Your instructions.
Turn the data below into a Markdown table with two columns, Row and Line. Number each line in order and leave out any blank lines.

===== Stored records

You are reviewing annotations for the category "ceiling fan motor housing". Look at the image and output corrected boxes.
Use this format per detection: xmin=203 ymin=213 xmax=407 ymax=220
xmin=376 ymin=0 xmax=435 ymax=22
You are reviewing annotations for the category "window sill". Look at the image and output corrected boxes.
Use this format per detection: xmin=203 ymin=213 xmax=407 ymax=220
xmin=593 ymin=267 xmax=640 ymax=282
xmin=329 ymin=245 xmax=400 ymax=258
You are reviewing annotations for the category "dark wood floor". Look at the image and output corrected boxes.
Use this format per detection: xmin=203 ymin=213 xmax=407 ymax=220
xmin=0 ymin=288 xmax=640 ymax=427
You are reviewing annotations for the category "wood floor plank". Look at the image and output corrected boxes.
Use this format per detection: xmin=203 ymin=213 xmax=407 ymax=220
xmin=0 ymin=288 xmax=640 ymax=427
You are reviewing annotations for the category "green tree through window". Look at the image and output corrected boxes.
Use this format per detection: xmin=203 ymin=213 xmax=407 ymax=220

==========

Task solution.
| Row | Line |
|---|---|
| 1 | You are reviewing annotations for the category "ceiling fan motor housing". Look at the image and output corrected boxes. |
| 2 | Use this format per detection: xmin=203 ymin=213 xmax=407 ymax=220 |
| 3 | xmin=376 ymin=0 xmax=435 ymax=22 |
| 4 | You are reviewing annotations for the category "window sill". Look at the image and output corrected boxes. |
| 5 | Use this format per detection: xmin=203 ymin=213 xmax=407 ymax=220 |
| 6 | xmin=593 ymin=267 xmax=640 ymax=282 |
| 7 | xmin=329 ymin=245 xmax=400 ymax=258 |
| 8 | You are reviewing annotations for the category "dark wood floor". Look at the image and output corrected boxes. |
| 9 | Use this format per detection: xmin=203 ymin=213 xmax=407 ymax=220 |
| 10 | xmin=0 ymin=288 xmax=640 ymax=427 |
| 11 | You are reviewing annotations for the category "wood floor plank". Look at the image and output corrected boxes. |
| 12 | Use this format per detection: xmin=203 ymin=213 xmax=407 ymax=220 |
| 13 | xmin=0 ymin=288 xmax=640 ymax=427 |
| 14 | You are reviewing annotations for the category "green tree through window". Look at the image and output corrected boxes. |
| 15 | Use this format per detection: xmin=203 ymin=213 xmax=407 ymax=220 |